:: Task goal ::
I would like the entries transcribed word for word, please, with the pictures removed.

:: Task input ::
━━━━━━━━━━━━━━━━━━━━━━━━━━━━━━

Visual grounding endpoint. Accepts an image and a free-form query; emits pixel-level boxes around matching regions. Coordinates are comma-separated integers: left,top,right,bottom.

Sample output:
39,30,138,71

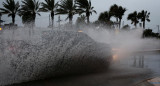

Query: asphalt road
7,52,160,86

━━━━━━━━━━━━━━━━━━━━━━━━━━━━━━

:: Task result ::
Visual grounding endpoint. Accepts an image and a free-form query; emits pixel-level boxes around matching regions. Coordinates are comma-separated integers: left,top,right,bottom.

Sample output:
39,30,138,71


Query: asphalt road
7,52,160,86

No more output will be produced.